■ Requirements ■
• 1. Copy everything in the GPS passage below, from "Global Positioning System (GPS) is" down to "and Japan’s QZSS.".
• 2. According to the GPS passage below, who developed the GNSS?

■ Extract to read ■
GPS Navigation Device

GPS Navigation Device

What is GPS?

Global Positioning System (GPS) is a Global Navigation Satellite System (GNSS). The United States Department of Defense developed the GNSS, which gives a global coverage of geo-spatial positioning autonomously via satellites orbiting the earth transmitting time signals by radio along a line a sight. Small electronic receivers on earth catch these signals to determine their longitude, latitude, and altitude, thereby determining their location. Besides getting the location, receivers with a fixed position on the ground can also calculate the precise time. Today, the fully operational GNSS is the United States NAVSTAR Global Positioning System (GPS). Other countries are also developing their own GNSS like the Russian GLONASS, European Union’s Galileo, India’s IRNSS, China’s Compass, France’s DORIS, and Japan’s QZSS.

■ Listed entries ■
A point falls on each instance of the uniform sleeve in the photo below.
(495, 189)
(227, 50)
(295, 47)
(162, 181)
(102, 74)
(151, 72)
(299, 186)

■ Answers for the exercise ■
• 1.
Global Positioning System (GPS) is a Global Navigation Satellite System (GNSS). The United States Department of Defense developed the GNSS, which gives a global coverage of geo-spatial positioning autonomously via satellites orbiting the earth transmitting time signals by radio along a line a sight. Small electronic receivers on earth catch these signals to determine their longitude, latitude, and altitude, thereby determining their location. Besides getting the location, receivers with a fixed position on the ground can also calculate the precise time. Today, the fully operational GNSS is the United States NAVSTAR Global Positioning System (GPS). Other countries are also developing their own GNSS like the Russian GLONASS, European Union’s Galileo, India’s IRNSS, China’s Compass, France’s DORIS, and Japan’s QZSS.

• 2. The United States Department of Defense.